List every line of the records that contains the word "draw", treating uppercase and lowercase as different.

Entries provided ::
** Start **

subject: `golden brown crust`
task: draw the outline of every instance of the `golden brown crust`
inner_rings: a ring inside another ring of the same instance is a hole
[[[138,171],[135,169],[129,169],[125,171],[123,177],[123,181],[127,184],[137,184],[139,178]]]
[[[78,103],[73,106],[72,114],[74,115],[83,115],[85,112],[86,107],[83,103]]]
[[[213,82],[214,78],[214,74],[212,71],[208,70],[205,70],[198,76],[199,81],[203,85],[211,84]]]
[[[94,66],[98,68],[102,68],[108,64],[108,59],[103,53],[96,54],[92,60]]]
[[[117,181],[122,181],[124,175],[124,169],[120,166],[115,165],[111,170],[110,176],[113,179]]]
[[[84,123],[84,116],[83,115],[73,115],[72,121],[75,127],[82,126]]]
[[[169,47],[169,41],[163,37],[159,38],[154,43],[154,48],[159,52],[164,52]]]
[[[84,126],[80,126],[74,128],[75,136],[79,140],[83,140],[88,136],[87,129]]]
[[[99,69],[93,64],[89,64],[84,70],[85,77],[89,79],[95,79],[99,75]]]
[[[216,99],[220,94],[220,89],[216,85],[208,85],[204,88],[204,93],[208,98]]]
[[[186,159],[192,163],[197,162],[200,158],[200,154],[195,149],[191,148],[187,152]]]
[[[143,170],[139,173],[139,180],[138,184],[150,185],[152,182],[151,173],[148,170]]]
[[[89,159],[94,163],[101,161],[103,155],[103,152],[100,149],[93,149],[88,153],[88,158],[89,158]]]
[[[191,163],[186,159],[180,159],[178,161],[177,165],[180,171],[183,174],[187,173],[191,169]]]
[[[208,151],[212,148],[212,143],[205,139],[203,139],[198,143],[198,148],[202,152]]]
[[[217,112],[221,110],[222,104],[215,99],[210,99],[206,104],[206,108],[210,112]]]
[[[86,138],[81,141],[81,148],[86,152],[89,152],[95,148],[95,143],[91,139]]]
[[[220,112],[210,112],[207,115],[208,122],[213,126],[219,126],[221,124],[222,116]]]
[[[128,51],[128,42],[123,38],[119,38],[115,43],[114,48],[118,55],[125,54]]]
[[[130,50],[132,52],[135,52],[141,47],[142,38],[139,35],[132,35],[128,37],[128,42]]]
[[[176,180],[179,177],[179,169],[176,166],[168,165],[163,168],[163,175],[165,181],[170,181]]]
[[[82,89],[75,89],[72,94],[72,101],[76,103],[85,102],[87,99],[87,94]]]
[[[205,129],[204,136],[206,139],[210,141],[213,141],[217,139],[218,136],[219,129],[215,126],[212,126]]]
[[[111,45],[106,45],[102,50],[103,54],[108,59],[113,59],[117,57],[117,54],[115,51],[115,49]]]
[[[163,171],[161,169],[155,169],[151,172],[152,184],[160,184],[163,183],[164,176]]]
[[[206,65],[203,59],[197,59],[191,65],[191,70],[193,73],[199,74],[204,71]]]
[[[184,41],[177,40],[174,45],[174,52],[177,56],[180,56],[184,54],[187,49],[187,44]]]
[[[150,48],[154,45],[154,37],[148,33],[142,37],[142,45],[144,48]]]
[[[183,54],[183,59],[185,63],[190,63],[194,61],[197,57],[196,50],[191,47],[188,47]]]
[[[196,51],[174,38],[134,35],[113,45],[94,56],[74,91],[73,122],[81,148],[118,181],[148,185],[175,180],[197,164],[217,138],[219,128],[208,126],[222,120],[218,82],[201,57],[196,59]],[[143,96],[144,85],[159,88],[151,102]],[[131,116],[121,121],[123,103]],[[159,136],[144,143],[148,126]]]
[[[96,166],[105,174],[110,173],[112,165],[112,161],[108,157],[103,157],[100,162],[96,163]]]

** End **
** Start **

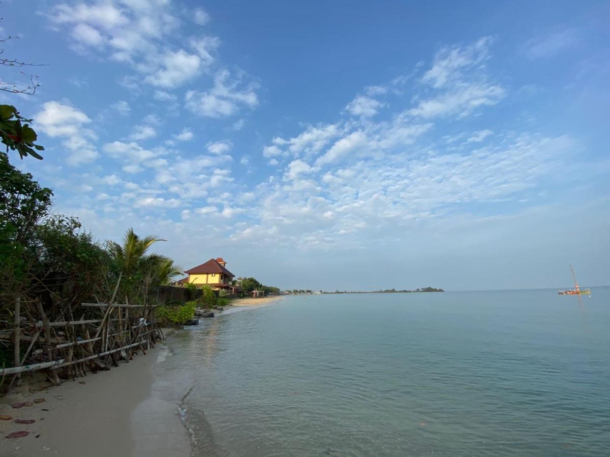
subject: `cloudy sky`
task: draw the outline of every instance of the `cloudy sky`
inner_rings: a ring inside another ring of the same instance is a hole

** End **

Full answer ::
task: draw the outline of every instance of the `golden brown crust`
task: draw the outline of every instance of the `cloudy sky`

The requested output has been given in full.